Identify each line in the rows below that contains the word "face", and copy every such line in full.
[Begin Provided material]
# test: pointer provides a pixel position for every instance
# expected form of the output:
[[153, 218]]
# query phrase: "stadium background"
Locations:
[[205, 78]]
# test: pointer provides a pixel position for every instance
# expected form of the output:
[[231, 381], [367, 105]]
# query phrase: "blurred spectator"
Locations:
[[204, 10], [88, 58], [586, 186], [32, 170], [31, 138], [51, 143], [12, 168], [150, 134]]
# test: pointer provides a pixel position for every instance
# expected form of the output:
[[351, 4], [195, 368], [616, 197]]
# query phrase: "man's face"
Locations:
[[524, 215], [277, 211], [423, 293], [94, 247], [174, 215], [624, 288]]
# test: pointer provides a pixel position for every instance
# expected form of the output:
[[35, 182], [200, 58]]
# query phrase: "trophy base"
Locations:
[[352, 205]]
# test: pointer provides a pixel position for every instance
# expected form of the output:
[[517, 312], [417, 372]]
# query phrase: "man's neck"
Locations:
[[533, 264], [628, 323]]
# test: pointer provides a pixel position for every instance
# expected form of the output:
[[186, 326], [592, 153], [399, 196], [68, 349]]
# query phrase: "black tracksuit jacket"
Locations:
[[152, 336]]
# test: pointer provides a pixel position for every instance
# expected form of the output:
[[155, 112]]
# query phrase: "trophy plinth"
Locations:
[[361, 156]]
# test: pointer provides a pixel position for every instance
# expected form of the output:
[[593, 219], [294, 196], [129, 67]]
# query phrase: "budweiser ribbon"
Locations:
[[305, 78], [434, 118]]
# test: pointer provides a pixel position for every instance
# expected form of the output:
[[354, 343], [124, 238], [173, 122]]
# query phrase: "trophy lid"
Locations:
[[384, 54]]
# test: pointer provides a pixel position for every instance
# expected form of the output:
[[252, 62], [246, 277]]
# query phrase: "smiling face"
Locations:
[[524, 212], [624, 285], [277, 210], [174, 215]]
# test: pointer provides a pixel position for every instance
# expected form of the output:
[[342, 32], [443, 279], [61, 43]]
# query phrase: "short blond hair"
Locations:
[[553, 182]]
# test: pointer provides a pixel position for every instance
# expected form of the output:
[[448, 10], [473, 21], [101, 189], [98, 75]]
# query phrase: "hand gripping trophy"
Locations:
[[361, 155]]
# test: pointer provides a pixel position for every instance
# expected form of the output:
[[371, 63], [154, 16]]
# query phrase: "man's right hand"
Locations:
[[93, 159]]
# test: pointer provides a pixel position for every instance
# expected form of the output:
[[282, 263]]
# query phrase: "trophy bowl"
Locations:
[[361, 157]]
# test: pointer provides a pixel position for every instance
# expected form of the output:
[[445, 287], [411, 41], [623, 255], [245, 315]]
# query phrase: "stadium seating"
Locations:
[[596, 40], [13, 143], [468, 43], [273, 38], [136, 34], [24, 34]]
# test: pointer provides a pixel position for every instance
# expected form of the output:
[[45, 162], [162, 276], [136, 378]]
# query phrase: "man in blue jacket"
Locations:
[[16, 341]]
[End Provided material]
[Begin Provided material]
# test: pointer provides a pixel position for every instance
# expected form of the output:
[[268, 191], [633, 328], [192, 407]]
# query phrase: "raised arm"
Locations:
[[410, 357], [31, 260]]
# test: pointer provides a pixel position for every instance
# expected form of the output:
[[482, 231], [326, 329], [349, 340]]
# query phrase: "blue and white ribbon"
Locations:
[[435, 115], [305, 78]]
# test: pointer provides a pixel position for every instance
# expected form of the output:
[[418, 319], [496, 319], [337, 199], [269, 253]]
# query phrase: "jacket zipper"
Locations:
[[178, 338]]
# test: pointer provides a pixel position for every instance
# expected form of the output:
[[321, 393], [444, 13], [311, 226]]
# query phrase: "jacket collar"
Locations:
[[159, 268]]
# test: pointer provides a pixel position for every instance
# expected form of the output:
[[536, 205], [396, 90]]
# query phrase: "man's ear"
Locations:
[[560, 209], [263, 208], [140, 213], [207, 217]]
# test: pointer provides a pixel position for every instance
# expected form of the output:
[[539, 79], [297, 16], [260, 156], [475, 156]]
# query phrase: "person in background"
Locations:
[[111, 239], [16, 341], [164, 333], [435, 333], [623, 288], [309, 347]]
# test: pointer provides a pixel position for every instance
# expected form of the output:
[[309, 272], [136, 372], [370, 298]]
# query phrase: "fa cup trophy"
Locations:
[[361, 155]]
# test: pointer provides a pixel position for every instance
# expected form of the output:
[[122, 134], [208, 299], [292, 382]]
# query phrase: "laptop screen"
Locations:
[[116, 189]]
[End Provided material]
- Full output -
# query phrase: "man's face"
# query phrase: "smiling face"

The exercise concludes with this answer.